▶ **THE PROBLEM**:
Quote every line of the data below as it stands, omitting pictures.

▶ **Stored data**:
[Start of section]

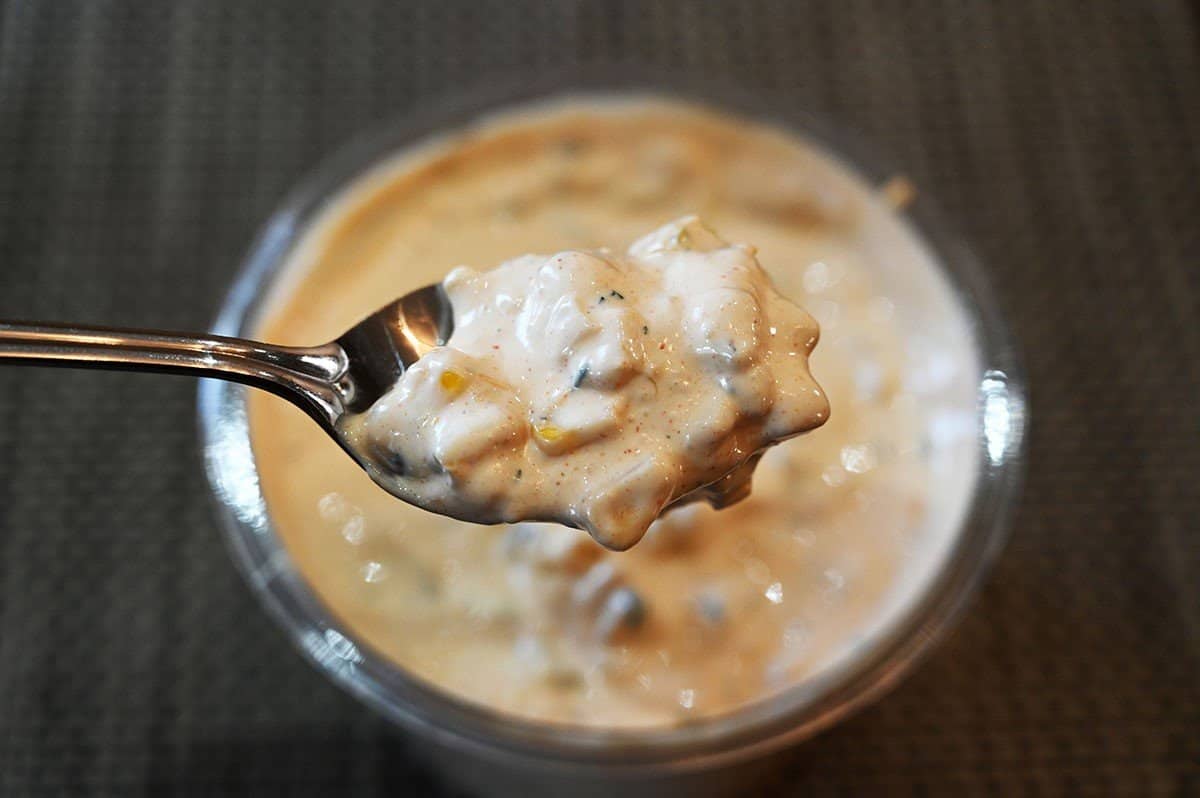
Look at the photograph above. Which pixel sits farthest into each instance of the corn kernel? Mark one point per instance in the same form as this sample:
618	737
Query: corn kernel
453	382
549	432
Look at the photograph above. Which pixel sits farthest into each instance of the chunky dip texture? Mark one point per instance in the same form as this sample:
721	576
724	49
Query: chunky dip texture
595	389
714	610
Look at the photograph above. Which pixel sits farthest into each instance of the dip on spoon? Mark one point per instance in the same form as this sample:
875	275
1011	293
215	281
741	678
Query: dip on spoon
595	390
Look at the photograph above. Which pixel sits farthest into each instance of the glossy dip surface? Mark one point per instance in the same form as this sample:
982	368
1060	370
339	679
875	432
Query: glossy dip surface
846	526
594	389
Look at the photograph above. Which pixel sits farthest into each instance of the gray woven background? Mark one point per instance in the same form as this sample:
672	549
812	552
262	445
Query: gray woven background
142	143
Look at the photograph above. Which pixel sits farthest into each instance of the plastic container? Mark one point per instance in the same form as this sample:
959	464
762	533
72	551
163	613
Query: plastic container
498	754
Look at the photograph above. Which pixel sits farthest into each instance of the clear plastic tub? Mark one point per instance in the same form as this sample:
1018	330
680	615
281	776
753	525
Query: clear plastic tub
511	755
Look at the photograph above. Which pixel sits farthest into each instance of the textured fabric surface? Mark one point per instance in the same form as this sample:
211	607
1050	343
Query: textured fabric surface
142	143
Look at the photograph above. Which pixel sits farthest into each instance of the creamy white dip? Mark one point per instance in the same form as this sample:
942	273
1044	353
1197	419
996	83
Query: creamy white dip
846	527
595	390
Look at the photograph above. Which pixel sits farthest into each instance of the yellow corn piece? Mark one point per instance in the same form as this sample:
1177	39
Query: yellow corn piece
453	382
549	432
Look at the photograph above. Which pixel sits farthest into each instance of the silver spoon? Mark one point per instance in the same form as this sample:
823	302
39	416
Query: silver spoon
333	383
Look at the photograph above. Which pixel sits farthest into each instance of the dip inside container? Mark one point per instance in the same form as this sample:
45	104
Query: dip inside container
847	526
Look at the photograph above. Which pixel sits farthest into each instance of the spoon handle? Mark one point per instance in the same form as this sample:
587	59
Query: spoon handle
306	376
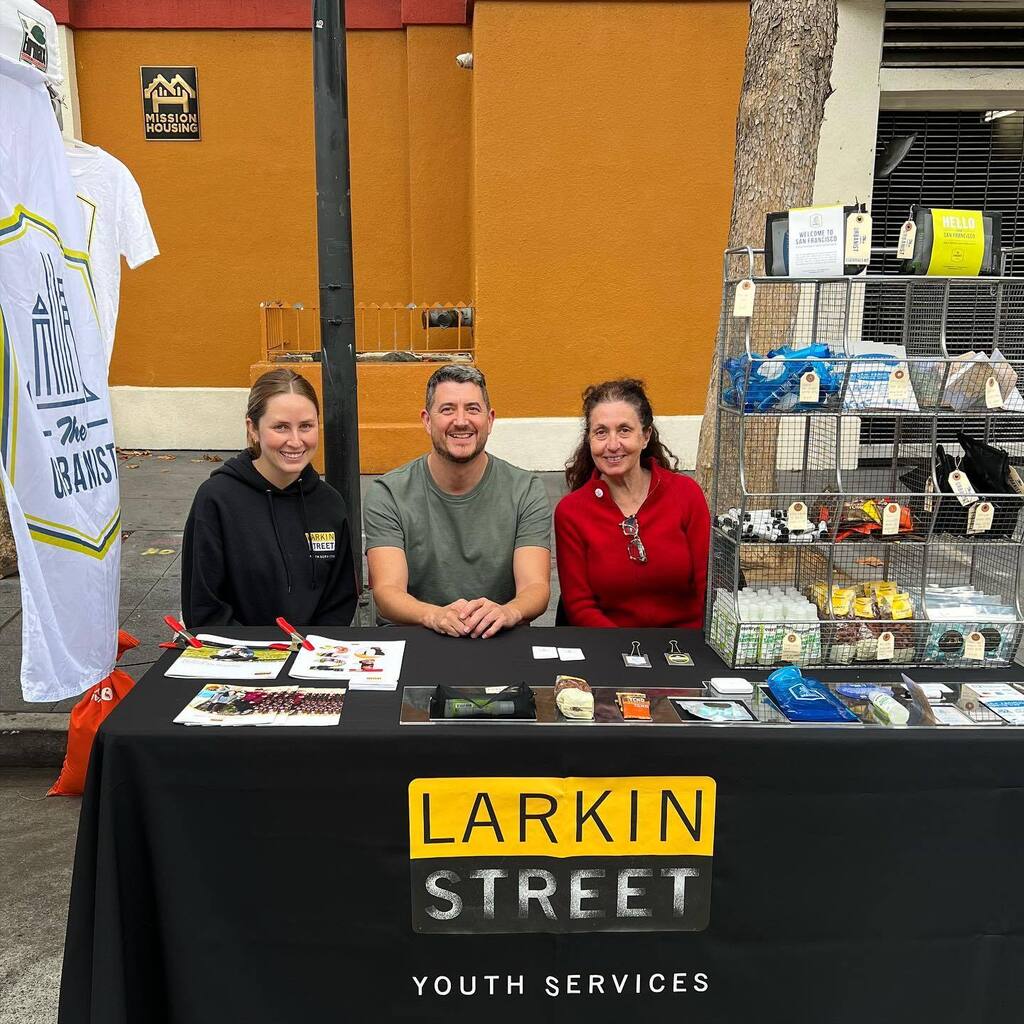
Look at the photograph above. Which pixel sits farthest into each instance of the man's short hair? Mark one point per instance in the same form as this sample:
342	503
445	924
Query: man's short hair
457	374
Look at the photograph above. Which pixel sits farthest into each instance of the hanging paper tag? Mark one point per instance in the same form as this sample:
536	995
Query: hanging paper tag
963	488
899	385
890	519
974	647
887	647
858	239
791	646
796	516
742	304
979	517
993	396
907	236
810	388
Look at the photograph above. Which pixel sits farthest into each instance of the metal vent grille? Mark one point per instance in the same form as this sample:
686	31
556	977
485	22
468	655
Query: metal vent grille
951	34
957	161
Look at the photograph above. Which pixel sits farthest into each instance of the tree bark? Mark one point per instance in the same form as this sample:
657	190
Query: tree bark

[End of section]

▶ **RESULT OF THIS TASK**:
Look at the photograph above. Which pixel sits farthest into each instance of the corn kernel? Mark one point per instance in the same form as this sample:
618	737
Query: corn kernel
453	382
549	432
Look at the photograph above. Which pixel sits farthest into each instance of the chunky dip texture? Mark one point per instance in the same form as this sample:
721	576
724	49
Query: chunky dip texture
595	389
714	610
Look at the photograph above. Which pixel sits farthest into each instance of the dip on spoon? Mark one point per instance in the same form as this sample:
875	275
1011	293
215	281
741	678
Query: dip on spoon
595	390
Look at the photograph above. Which pixel sits farthest into each instance of the glossy dip surface? Mark one point per instance in the same form as this sample:
982	368
1060	370
339	679
875	432
Query: glossy dip surface
846	526
594	389
Look at the photograph above. Which pixel sits farthest into each instance of the gray woven background? Mark one point per instance in the same form as this sample:
672	549
812	552
262	445
Query: gray woven background
142	143
Look at the photograph above. Which pixel sits farthest into each instance of the plastic container? Mark one point per instance in the same form as this sample:
959	464
762	533
72	551
163	613
Query: plastic container
498	754
Look at the photograph above. Which pixel sits farthest into each instance of the clear plastic tub? Mark one point per instance in the same form as this sample:
1018	330
680	615
281	776
753	525
Query: clear plastic tub
511	755
Look at the photograph above. Which pixel sits farthest into each instance of the textured fabric surface? Mark one point per instance in the same form as this sample:
211	607
1050	343
Query: textured fabric surface
142	143
Look at the photograph above. Which pixel sits farthest into each instance of the creamy white dip? Mark one point per instance in the same form as this sample:
942	273
1044	353
1197	419
996	83
Query: creamy white dip
846	527
595	390
Look at the photograph above. Which pixel sits farthest into each instance of the yellow corn piece? Mark one point per instance in the same form as this sample:
1177	39
Query: yellow corn piece
453	382
549	432
Look at the photograph above. Which pixel sits farthest into each instance of the silver spoon? Mark one point per instance in the same form as this sample:
823	302
39	416
Query: silver spoon
333	383
Look at the photograph above. Which pixel sits farthest into each instance of the dip inside container? Mark one point per instance in the same form as this sample:
45	104
Query: dip inside container
847	526
Look at the photograph above. Which pixel sits farthest into each instance of the spoon handle? Mark one point per instance in the same form as this sample:
587	59
Query: spoon handle
306	376
Look at the photograph above. Which pixel sits farthest into each instance of the man's short hair? Mark one point per instance in the same form as this sample:
342	503
445	924
Query: man's short hair
457	374
Look at the photograph above. Which pixel sits farthest into each instance of the hanging paper tag? Mark one point per instance in the same form as this sample:
536	995
Query: hanging paper tag
963	488
899	385
890	519
974	647
887	647
858	239
791	646
796	516
742	304
979	517
993	396
907	236
810	388
Look at the photograph above. Which pixel sits farthest into each instance of the metal vent grille? Mark one point per instance in the same form as this sample:
686	31
556	977
485	22
468	655
Query: metal vent grille
951	34
957	161
Look at the photograph above. Which pixel sits farthest into each instance of the tree bark? Mark one point per instance in the same form as this sample:
657	190
Query: tree bark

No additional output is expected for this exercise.